▶ [Your goal]
For each line below that contains the string "exterior", copy that line.

▶ [Data to process]
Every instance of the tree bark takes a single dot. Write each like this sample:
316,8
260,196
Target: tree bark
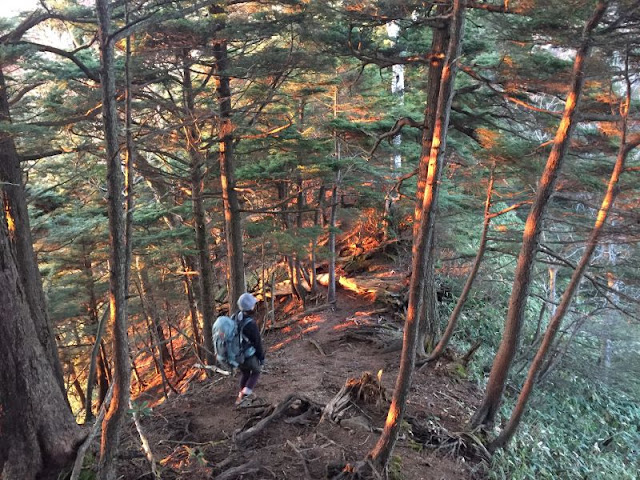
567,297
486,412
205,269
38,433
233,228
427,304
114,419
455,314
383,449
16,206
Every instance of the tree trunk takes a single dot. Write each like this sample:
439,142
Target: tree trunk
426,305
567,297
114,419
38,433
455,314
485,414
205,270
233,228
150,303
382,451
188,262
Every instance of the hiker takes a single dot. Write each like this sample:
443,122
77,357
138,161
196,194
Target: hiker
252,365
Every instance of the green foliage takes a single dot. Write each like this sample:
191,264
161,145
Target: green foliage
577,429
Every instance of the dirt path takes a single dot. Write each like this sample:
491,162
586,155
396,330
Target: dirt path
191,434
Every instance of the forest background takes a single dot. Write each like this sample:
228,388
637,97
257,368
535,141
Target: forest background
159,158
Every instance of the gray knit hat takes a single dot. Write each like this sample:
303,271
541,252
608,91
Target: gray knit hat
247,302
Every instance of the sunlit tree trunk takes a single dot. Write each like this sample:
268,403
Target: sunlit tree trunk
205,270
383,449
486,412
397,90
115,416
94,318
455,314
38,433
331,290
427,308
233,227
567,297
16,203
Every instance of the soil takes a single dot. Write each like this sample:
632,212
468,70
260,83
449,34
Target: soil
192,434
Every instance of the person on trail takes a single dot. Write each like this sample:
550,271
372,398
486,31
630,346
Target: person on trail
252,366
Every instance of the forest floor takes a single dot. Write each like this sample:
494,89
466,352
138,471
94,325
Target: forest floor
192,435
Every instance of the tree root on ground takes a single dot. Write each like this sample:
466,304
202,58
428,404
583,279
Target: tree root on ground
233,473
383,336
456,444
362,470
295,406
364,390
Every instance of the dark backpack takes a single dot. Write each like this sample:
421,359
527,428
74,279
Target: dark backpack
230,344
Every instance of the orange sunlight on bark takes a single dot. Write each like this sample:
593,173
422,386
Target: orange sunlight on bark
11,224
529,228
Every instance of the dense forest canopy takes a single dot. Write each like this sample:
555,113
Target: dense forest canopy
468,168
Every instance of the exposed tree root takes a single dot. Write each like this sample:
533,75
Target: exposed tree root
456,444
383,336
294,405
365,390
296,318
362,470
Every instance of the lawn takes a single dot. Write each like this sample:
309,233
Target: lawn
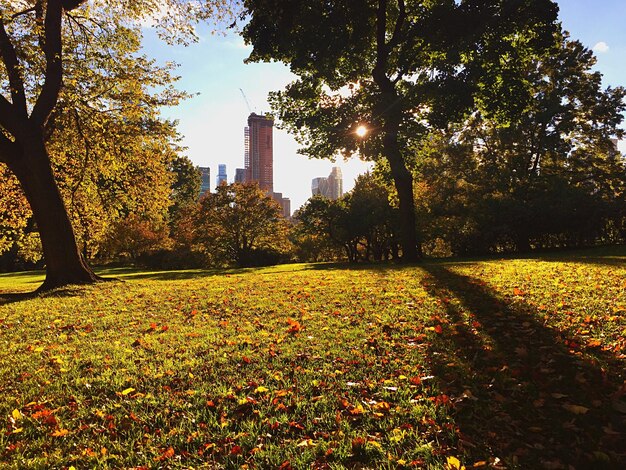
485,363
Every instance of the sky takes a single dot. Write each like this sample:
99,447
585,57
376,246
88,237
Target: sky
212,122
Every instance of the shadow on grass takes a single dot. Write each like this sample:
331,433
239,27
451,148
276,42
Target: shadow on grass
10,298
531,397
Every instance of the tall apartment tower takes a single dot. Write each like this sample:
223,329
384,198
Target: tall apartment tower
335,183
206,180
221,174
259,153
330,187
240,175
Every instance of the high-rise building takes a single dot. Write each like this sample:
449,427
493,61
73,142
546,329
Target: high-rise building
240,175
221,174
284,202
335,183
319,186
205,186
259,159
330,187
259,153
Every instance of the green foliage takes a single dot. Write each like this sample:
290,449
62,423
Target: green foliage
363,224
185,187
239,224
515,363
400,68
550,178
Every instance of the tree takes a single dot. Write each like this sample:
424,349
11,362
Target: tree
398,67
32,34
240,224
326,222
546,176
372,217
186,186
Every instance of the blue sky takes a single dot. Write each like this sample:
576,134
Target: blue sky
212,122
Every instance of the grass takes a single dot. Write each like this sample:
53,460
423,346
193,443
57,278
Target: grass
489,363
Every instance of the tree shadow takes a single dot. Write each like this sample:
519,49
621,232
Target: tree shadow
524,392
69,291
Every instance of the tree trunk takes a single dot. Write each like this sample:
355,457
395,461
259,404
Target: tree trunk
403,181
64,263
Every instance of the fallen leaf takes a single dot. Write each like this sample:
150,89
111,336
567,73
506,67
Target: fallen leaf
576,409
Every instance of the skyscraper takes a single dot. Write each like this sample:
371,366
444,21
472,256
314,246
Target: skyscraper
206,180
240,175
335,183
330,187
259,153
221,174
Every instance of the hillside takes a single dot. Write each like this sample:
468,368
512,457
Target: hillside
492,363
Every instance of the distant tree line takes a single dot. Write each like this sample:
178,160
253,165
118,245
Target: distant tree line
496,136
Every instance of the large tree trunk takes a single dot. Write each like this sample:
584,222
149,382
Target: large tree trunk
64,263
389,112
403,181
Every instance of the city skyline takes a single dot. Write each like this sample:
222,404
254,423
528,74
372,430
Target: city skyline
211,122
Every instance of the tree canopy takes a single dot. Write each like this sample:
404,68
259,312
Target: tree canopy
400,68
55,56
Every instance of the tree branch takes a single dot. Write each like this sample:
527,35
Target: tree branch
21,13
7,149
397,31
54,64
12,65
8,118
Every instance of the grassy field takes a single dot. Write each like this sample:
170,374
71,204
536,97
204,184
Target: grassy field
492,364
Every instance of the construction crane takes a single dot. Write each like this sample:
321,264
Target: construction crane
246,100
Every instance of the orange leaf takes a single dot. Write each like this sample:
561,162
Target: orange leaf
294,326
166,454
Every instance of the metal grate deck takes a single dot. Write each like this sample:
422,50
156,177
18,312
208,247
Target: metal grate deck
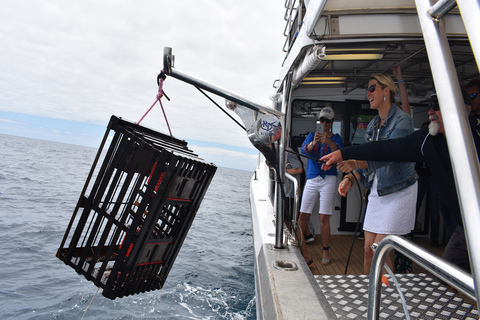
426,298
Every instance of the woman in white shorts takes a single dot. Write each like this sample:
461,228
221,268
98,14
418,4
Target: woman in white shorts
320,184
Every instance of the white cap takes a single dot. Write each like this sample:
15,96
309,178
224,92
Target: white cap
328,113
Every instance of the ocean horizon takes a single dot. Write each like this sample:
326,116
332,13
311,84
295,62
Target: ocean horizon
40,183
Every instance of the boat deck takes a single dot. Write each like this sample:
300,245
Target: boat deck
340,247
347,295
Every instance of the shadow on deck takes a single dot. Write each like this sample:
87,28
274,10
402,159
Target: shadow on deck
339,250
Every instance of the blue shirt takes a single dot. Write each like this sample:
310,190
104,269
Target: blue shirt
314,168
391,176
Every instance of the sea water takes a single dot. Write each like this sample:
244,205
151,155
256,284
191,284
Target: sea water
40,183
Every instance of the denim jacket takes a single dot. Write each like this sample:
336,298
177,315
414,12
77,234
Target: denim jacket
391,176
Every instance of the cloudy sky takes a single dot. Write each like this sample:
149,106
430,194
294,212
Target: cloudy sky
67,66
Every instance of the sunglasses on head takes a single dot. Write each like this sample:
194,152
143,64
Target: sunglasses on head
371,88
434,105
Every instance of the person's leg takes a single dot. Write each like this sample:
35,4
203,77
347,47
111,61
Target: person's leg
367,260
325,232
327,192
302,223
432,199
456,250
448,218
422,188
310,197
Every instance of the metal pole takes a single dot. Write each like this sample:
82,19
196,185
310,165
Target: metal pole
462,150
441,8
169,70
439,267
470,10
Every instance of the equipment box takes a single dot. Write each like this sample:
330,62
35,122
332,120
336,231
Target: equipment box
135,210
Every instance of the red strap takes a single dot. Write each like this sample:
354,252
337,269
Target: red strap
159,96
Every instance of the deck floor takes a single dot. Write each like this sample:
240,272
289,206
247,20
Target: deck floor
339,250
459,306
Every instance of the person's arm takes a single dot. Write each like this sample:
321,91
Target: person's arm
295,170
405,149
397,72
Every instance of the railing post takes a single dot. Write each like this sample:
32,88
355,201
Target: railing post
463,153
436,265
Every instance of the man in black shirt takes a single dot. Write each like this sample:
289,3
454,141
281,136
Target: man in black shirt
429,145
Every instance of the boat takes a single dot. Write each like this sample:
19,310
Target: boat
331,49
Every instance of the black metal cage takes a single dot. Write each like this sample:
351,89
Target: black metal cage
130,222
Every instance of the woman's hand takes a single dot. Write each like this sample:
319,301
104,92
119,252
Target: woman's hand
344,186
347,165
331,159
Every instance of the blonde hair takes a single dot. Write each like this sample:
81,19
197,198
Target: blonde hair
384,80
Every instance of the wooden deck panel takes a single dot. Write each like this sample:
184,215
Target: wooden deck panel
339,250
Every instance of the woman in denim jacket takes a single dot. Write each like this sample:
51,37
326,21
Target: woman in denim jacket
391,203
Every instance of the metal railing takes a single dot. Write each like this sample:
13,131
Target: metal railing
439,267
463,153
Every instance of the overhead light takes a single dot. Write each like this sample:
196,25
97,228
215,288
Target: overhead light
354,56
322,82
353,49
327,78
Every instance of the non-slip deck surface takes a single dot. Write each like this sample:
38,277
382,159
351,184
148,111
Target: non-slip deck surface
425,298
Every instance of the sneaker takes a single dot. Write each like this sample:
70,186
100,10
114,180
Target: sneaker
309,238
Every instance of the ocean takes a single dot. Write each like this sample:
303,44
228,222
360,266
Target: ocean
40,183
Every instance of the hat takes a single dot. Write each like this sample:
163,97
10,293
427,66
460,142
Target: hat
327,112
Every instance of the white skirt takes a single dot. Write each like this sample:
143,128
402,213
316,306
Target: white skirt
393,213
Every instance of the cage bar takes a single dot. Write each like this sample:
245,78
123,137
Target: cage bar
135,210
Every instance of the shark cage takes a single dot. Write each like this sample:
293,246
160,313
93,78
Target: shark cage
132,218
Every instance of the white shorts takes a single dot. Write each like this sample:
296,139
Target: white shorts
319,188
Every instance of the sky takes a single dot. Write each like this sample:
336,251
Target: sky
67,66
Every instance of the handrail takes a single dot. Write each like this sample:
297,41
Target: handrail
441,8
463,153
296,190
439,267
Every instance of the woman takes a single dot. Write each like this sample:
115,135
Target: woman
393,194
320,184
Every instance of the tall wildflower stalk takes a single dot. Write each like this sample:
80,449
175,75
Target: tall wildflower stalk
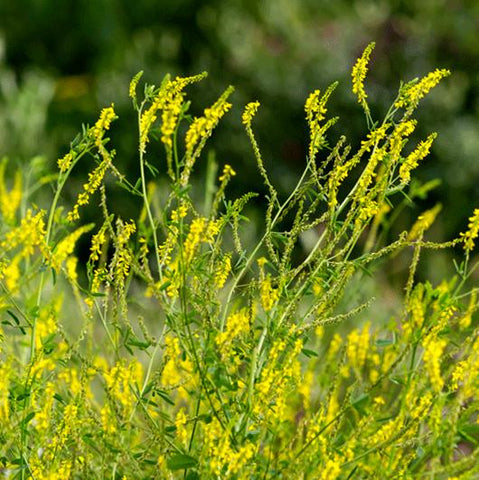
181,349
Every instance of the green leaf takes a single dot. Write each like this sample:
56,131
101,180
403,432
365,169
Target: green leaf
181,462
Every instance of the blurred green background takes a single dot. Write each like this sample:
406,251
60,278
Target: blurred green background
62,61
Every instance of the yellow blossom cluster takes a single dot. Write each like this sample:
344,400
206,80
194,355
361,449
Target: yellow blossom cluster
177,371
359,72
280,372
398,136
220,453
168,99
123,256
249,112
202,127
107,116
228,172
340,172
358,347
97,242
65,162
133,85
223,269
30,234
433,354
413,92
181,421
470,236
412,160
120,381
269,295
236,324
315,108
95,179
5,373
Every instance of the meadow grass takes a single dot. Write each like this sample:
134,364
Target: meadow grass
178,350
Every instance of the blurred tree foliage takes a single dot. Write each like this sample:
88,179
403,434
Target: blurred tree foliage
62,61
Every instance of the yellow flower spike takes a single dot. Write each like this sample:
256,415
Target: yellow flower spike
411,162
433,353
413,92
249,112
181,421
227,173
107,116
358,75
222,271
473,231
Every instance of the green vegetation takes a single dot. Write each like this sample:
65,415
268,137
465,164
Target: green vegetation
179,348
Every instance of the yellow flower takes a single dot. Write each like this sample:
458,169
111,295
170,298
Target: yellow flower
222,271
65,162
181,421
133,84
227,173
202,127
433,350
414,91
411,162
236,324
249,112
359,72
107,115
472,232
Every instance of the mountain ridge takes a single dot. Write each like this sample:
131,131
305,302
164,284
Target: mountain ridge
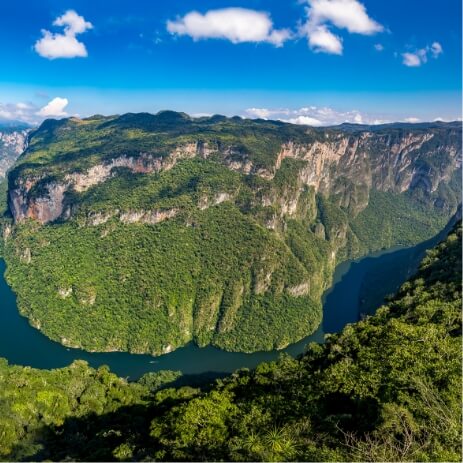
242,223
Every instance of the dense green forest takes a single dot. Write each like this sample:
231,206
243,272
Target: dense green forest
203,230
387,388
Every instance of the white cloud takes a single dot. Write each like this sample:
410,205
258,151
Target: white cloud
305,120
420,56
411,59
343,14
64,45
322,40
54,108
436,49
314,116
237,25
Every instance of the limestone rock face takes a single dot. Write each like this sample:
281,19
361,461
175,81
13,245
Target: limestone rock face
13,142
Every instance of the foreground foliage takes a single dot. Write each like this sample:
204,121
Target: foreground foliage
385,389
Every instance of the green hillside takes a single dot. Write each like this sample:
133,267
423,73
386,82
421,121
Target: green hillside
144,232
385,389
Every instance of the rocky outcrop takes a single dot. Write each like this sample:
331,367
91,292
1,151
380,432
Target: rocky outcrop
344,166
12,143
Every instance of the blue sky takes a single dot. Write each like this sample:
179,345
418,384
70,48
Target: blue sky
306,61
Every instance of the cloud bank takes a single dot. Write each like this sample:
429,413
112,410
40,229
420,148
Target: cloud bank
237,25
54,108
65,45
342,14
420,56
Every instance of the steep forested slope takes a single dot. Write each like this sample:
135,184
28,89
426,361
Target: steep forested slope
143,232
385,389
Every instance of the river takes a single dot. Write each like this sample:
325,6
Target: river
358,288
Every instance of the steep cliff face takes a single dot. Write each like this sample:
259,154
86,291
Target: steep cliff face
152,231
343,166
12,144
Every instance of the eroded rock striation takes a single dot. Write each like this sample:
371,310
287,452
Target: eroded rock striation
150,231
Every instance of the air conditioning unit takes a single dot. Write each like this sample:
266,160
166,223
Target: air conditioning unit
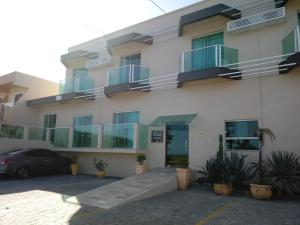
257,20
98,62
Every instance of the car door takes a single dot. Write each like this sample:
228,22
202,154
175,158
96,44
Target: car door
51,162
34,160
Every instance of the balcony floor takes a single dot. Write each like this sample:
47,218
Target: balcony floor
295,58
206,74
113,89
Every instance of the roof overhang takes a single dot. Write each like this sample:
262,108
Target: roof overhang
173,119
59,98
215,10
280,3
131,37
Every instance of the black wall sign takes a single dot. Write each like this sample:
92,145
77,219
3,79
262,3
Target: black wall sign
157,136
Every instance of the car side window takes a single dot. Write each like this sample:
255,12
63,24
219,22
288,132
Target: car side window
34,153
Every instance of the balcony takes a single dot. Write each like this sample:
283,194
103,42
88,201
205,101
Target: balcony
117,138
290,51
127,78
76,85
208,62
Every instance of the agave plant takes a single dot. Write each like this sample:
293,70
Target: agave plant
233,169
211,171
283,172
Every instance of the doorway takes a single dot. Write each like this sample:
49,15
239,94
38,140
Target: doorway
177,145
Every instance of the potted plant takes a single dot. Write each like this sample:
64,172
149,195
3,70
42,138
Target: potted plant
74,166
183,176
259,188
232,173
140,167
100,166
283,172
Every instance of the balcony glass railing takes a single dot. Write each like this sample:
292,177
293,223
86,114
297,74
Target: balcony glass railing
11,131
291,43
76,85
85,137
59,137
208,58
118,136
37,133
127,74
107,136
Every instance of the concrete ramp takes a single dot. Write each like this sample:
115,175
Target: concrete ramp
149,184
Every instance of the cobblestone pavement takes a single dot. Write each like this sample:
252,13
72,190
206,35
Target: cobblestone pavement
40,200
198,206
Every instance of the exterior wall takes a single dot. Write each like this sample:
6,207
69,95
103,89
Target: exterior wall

▶ [Solution below]
Every instance of the exterior wall takes a single dot. Write each like this sample:
Target: exterior wall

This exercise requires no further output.